_TESTO FORNITO_.
Mosul, infuria la battaglia dopo la distruzione della moschea

Quello che tutti temevano da settimane, è avvenuto. Ormai alle strette nella Città vecchia di Mosul, i jihadisti dell'Isis hanno distrutto un altro monumento della storia irachena, la moschea Al Nuri, da dove nel 2014 Abu Bakr al Baghdadi proclamò la rinascita del Califfato.

La moschea e il suo minareto pendente conosciuto come Al Hadba, 'il gobbo', risalenti al XII secolo, sono stati distrutti ieri sera con cariche di esplosivo piazzate da tempo, secondo il governo iracheno, le cui truppe hanno lanciato l'assalto finale il 18 giugno per strappare ai jihadisti dell'autoproclamato Stato islamico il cuore della loro ormai ex 'capitale' in Iraq.

L'Isis ha reagito affermando che a distruggere il luogo di culto sono stati i bombardamenti americani, che sostengono l'avanzata delle forze lealiste e che dall'inizio dell'offensiva hanno provocato anche molti morti tra i civili.

_DATI FORNITI_.
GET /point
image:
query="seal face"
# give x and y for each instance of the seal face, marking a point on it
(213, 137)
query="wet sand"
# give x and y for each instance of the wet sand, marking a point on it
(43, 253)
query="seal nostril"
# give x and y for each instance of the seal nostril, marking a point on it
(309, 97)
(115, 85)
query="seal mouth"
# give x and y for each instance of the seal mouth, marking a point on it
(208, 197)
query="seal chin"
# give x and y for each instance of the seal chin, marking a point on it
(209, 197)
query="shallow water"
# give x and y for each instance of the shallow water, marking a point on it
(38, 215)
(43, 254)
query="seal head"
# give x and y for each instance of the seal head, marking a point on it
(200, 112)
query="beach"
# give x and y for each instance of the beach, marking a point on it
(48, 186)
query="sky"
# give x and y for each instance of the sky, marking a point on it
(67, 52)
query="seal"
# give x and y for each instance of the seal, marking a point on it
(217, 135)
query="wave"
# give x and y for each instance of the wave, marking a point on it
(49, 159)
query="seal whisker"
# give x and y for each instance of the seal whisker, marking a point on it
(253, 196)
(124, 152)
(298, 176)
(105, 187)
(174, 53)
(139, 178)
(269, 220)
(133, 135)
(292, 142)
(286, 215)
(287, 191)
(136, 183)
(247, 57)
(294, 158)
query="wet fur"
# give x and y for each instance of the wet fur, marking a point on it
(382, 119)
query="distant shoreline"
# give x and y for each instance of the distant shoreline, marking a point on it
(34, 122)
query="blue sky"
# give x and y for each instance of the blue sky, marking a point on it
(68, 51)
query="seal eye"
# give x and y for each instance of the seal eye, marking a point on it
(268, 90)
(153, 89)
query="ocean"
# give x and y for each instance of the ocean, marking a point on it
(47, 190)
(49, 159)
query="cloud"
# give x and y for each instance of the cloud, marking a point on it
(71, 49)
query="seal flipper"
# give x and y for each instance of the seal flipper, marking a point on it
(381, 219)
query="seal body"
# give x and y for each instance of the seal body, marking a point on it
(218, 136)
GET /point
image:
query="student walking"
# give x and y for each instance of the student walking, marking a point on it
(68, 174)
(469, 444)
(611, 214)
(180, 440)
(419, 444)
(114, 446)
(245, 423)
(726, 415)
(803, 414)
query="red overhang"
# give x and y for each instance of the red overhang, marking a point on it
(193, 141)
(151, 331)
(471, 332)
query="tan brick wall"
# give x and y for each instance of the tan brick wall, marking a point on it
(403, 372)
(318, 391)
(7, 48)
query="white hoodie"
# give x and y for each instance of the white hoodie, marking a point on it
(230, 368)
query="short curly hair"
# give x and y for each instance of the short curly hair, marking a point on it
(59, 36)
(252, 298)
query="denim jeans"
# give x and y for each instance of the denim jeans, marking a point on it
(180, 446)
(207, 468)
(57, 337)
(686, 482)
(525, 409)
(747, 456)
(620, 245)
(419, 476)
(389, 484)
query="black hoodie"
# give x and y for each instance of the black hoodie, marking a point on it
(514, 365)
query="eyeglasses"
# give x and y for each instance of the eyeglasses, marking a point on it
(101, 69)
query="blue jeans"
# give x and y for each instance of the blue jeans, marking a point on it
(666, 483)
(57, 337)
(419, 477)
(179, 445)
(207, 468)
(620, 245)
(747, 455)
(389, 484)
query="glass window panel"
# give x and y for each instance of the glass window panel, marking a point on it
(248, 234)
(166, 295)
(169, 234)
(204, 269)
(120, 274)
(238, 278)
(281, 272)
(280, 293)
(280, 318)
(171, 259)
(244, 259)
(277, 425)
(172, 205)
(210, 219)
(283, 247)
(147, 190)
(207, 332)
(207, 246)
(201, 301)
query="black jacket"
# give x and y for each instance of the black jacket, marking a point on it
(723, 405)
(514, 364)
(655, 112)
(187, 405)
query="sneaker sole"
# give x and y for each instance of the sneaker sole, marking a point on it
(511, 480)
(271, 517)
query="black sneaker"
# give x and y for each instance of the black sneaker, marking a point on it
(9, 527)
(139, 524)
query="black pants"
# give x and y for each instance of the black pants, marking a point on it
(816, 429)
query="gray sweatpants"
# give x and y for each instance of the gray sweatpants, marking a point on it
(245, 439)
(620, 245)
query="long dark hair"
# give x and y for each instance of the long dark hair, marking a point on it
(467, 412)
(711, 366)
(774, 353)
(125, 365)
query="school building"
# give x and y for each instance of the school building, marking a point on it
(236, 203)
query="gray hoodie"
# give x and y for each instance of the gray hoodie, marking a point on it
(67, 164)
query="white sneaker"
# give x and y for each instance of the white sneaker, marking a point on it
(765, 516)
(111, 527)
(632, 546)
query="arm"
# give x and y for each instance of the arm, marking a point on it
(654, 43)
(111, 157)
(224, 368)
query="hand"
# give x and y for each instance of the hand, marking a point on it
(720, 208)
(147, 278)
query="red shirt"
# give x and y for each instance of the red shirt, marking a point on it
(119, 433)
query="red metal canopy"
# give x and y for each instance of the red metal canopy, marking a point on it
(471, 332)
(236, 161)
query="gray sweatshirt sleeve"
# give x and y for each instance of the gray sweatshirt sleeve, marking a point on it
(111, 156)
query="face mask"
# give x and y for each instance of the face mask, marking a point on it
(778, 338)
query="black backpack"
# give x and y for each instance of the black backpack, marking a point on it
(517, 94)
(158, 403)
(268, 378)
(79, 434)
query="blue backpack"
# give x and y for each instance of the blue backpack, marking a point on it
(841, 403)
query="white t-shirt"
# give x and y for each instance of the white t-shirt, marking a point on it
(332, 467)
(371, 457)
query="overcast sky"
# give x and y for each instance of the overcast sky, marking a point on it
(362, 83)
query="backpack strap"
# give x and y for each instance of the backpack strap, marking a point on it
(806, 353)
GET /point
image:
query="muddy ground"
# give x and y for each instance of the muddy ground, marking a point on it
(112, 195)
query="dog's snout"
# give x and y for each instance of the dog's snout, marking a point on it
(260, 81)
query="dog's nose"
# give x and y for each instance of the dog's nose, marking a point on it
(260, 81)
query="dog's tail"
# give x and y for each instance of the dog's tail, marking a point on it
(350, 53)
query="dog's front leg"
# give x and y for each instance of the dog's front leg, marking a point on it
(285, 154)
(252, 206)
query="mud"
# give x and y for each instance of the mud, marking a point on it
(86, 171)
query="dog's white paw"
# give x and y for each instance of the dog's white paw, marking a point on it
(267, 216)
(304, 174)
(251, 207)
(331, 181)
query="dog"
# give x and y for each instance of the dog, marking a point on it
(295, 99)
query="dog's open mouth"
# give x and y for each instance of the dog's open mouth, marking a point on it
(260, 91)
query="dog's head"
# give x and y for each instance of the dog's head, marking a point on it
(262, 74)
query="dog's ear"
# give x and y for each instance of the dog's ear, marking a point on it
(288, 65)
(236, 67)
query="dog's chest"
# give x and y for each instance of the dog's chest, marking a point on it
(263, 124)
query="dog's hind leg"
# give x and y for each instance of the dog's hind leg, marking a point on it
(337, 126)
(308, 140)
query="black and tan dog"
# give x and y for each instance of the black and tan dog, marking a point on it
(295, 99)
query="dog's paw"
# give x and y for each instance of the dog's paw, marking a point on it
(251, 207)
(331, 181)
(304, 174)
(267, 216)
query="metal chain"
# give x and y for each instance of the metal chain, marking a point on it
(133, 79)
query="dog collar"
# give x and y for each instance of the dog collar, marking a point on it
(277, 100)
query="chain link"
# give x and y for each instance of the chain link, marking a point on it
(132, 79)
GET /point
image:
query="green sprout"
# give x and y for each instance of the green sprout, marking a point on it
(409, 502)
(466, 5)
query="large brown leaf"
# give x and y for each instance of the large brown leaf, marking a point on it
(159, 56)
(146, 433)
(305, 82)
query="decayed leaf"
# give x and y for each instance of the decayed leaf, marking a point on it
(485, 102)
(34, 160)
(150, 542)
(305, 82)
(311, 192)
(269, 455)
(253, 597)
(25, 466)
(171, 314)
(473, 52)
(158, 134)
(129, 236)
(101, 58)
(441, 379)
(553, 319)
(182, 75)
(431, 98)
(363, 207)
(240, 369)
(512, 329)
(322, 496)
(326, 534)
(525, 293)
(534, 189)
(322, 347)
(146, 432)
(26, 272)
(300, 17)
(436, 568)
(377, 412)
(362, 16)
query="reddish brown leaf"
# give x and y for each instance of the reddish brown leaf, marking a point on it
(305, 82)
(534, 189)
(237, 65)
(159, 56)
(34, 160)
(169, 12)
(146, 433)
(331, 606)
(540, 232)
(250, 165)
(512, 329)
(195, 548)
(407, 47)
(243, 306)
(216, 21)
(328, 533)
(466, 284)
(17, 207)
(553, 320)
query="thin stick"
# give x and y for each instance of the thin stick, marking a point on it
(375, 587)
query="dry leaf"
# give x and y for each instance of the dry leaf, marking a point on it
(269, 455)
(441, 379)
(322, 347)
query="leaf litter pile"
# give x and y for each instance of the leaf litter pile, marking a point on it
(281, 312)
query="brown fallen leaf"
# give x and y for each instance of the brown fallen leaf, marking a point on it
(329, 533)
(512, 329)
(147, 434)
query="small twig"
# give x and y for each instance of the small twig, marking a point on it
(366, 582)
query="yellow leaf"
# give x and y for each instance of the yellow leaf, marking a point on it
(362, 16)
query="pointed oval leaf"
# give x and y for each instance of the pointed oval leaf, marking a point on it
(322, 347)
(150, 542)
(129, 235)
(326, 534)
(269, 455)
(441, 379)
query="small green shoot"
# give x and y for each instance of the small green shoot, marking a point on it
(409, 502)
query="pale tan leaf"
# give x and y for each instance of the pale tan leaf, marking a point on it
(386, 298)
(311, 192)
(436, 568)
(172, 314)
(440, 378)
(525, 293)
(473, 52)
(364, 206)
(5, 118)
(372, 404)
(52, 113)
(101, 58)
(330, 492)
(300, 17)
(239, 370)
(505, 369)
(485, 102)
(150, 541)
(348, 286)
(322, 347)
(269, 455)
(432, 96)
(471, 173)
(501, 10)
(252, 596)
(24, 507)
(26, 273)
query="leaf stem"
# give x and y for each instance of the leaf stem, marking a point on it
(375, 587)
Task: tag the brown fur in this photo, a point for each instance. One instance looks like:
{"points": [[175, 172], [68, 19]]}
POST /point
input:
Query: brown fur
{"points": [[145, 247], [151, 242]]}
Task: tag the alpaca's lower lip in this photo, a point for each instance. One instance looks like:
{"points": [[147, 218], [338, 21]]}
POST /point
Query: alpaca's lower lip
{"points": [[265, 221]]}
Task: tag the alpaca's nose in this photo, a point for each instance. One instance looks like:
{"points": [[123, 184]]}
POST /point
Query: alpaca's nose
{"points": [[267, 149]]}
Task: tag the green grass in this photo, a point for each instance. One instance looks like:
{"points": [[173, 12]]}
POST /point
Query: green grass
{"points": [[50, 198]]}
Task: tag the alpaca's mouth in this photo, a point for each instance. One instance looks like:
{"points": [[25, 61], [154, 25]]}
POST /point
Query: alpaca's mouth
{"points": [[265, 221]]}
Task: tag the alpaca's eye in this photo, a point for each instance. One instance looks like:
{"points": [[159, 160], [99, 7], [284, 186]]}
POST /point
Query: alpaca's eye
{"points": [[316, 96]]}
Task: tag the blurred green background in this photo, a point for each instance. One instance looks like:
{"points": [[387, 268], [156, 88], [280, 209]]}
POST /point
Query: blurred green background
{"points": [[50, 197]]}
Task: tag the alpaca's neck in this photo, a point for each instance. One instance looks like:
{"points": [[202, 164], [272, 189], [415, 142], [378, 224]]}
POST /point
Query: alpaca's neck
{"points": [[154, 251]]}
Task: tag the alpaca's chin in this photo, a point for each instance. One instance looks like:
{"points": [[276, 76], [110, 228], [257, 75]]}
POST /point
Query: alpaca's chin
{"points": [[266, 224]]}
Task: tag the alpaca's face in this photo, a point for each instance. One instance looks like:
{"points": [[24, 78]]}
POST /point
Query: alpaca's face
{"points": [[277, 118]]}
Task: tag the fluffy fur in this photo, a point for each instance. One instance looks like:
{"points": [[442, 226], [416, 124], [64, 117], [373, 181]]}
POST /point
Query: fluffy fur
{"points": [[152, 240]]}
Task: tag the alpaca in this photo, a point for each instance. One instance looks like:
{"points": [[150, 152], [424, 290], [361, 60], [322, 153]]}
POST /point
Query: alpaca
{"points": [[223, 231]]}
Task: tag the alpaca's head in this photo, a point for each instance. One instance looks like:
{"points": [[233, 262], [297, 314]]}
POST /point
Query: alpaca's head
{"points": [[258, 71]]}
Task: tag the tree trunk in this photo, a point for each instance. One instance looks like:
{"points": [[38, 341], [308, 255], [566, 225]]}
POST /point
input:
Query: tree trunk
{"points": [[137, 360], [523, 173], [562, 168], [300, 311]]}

_COMPITI DA SVOLGERE_.
**1.** Duplica senza modifiche il brano del testo sulla moschea di Mosul che va da "Quello che tutti" fino a "ex 'capitale' in Iraq." compreso.
**2.** Secondo il testo sulla moschea di Mosul, in quale giorno le truppe irachene hanno lanciato l'assalto finale?
**3.** Traduci in inglese questa frase del testo sulla moschea di Mosul: "Quello che tutti temevano da settimane, è avvenuto."

_RISPOSTE AI COMPITI_.
**1.**
Quello che tutti temevano da settimane, è avvenuto. Ormai alle strette nella Città vecchia di Mosul, i jihadisti dell'Isis hanno distrutto un altro monumento della storia irachena, la moschea Al Nuri, da dove nel 2014 Abu Bakr al Baghdadi proclamò la rinascita del Califfato.

La moschea e il suo minareto pendente conosciuto come Al Hadba, 'il gobbo', risalenti al XII secolo, sono stati distrutti ieri sera con cariche di esplosivo piazzate da tempo, secondo il governo iracheno, le cui truppe hanno lanciato l'assalto finale il 18 giugno per strappare ai jihadisti dell'autoproclamato Stato islamico il cuore della loro ormai ex 'capitale' in Iraq.

**2.** Il 18 giugno.

**3.** What everyone had feared for weeks has happened.